==== Records provided ====

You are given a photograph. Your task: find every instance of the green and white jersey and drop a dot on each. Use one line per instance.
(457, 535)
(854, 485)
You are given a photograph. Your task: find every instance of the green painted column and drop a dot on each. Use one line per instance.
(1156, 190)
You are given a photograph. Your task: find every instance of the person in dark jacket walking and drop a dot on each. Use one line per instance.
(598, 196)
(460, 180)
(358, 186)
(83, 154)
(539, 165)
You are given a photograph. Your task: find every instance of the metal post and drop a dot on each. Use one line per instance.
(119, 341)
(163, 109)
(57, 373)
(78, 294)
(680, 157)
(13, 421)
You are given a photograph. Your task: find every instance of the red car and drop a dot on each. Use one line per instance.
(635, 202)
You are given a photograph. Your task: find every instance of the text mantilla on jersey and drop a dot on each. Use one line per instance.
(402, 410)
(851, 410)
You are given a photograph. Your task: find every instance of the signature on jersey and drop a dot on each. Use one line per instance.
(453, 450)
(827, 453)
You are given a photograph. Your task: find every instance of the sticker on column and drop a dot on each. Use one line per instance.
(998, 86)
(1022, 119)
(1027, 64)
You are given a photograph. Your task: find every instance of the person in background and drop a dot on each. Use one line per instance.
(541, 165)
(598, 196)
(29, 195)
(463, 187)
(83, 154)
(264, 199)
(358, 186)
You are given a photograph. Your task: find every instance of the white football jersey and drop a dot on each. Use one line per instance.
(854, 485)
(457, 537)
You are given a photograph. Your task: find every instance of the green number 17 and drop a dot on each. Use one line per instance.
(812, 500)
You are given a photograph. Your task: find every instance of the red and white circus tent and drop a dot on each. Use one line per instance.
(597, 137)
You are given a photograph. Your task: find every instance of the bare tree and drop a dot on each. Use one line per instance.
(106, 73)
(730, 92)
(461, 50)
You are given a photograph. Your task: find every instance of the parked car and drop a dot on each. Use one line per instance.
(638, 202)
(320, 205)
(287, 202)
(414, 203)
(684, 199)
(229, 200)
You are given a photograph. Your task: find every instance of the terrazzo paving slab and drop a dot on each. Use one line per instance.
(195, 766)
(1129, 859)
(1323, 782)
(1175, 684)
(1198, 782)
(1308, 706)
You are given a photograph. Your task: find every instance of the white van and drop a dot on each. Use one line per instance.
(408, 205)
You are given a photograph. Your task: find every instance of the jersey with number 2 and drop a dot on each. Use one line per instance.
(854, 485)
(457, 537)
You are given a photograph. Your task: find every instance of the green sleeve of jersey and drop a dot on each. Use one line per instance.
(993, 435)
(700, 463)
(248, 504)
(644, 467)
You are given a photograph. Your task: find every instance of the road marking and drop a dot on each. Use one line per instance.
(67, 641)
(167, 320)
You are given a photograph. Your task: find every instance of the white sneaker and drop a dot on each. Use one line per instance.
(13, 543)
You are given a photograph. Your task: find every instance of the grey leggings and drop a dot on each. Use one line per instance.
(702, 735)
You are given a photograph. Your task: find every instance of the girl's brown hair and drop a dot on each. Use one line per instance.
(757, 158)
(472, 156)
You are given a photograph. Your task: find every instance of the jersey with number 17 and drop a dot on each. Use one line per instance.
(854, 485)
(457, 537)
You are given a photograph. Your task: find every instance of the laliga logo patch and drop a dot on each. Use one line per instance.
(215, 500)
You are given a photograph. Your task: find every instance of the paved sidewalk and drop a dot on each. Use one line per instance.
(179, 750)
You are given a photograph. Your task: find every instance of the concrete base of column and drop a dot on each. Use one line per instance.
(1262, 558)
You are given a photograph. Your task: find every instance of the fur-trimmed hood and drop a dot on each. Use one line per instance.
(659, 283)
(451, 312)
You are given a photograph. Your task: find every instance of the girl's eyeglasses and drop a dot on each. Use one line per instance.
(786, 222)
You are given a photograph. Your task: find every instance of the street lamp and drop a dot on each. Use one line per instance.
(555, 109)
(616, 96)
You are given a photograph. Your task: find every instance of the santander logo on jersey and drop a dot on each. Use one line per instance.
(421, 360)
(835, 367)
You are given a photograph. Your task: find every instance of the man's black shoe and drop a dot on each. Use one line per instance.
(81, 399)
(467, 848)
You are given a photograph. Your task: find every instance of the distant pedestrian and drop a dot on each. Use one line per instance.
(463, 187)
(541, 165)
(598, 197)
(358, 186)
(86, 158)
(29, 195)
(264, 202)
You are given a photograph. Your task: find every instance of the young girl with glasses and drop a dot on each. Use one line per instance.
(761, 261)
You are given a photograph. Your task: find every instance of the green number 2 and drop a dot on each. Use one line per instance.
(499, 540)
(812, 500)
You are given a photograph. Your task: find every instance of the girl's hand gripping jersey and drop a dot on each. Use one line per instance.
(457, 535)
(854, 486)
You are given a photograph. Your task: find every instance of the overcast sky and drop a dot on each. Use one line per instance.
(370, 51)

====

▶ **The task**
Quote the listing in full, please, keeping every line exact.

▶ **Solution to this problem**
You are given a photograph. Your task: find every instance of the green and white jersey and drop a dot on each. Use one line per instance.
(457, 535)
(854, 485)
You are given a photograph. Your task: find every instance of the green painted column and drop a dot on each. Use one line per instance.
(1156, 190)
You are given a photograph. Your task: find every instance of the person in dark jacket walking and drop a dot on each. Use one line per instance.
(598, 196)
(460, 180)
(358, 186)
(83, 154)
(539, 165)
You are given a photograph. Your task: find every instance of the metal post and drop a dot on each. Use one line per instance.
(119, 341)
(163, 109)
(57, 373)
(78, 294)
(680, 157)
(13, 421)
You are given a photograph. Your task: find every instance of the red car and drop a dot on each. Use one line per instance.
(635, 202)
You are given a photograph. Your task: find every instance of the text mantilla on jersey and drop a dot on each. Use one line per instance.
(402, 410)
(851, 410)
You are given a photograph. Your task: find every instance of the signature on jersey and drop a dot on each. Use one line per instance.
(453, 450)
(827, 453)
You are given a photograph. Your task: find every instance of the sticker on column and drop a dot on each. Use one line per instance.
(998, 86)
(1022, 119)
(1027, 64)
You are given a photograph. Your task: find every instance of the person in background and drop a dot on each. Use one line per instance.
(541, 165)
(598, 196)
(29, 195)
(463, 187)
(83, 154)
(264, 199)
(358, 186)
You are given a photograph. Your task: find every instance of the white football jersey and drop a dot on each. Use one line per instance.
(854, 485)
(457, 537)
You are given a photograph. Your task: find every instance of the green number 17 and drop a dot on each. Use one line per instance.
(812, 500)
You are given a photograph. Your task: find every instance of the red and white circus tent and drop a dot on each. Use one line per instance.
(597, 137)
You are given a photograph. Your task: find every instance of the bare tree and drop a dot on each. Use one line per instance.
(106, 73)
(730, 92)
(461, 50)
You are given a photograph. Your task: find every instance of the parked car and drop a dot on each. Use one line per instance.
(638, 202)
(320, 205)
(287, 202)
(414, 203)
(684, 199)
(229, 200)
You are given a photograph. Your task: find every instance of the terrazzo paving slab and drop a dot on each. Use one line per instance.
(195, 766)
(1129, 859)
(1323, 782)
(1175, 684)
(1198, 782)
(1308, 706)
You are given a photograph. Your task: find every instance of the white van and drop a dot on each. Use one line per instance.
(408, 205)
You are given a photograph. Your task: find every instance of the jersey with number 2 and drop a dot on each. Use one line per instance.
(854, 485)
(457, 537)
You are given a photograph. Your task: find every instance of the green sleeve of jersey and drop a dot on each. Use one line per instance.
(993, 435)
(700, 463)
(248, 504)
(644, 467)
You are given a photograph. Your task: find every instance of the road marking and drop a dot on each. Use one line per instance.
(67, 641)
(167, 320)
You are given a photograph. Your task: find every instance of the white sneaker and drop a dot on each. Use one line per instance.
(13, 543)
You are given a photograph. Your task: find every instance of the grey leggings and drop a dot on each. Use one line per instance.
(702, 735)
You are given a photograph. Your task: find every instance of the girl's brown hair and drop a dot on each. Use one line per instance.
(757, 158)
(472, 156)
You are given a photograph. Your task: find every instance of the jersey with number 17 and drop a dot on each. Use one line per instance.
(854, 485)
(457, 537)
You are given a photograph. Your task: find every instance of the laliga logo patch and drop a dot on each. Use one line per instance.
(215, 500)
You are given a photograph. Your task: find every instance of the paved sidewalk and drop a dot on each. Use one line per instance.
(179, 750)
You are given a photograph. Your task: find every instance of the concrete base of column and drop a dot on each. Use one line per instance.
(1262, 558)
You are given a photograph. Your task: find every instance of the fur-trimmed hood and drop a dot on each. Use one line per instance.
(659, 283)
(451, 312)
You are given a photograph. Your task: find every instance of the girl's eyeglasses and drop a dot on each. Use one line per instance.
(786, 222)
You are given a photograph. Your task: find every instance of the street lamp and drop a dot on each. Use one line per instance.
(555, 109)
(616, 96)
You are given a photograph. Your task: find every instance of the santander logo on jersey and drop a dot on each. Use one line per instance.
(421, 360)
(835, 367)
You are given a photograph. Your task: find every instance of the man's black shoe and drop a dot on each. Use one line per instance.
(81, 399)
(467, 848)
You are given a photograph. Your task: find every instance of the distant pedestrian and drop a dot on each. Use one line per instance.
(463, 187)
(541, 165)
(598, 197)
(358, 186)
(86, 158)
(29, 195)
(264, 202)
You are given a photograph. Your task: find every instance of the young girl with glasses and drop a dot on each. Use one line per instance.
(761, 261)
You are given a photograph. Your task: find every instance of the green number 2 and drop a dot on each. Use one line per instance.
(499, 540)
(812, 500)
You are given a photograph. Your task: find every instance of the girl's hand gripping jersey and drop a dot on each. Use one line per instance.
(457, 535)
(854, 486)
You are given a photograph. Your task: find every instance of the overcast sky and drop a dot on each. Use one line per instance.
(370, 51)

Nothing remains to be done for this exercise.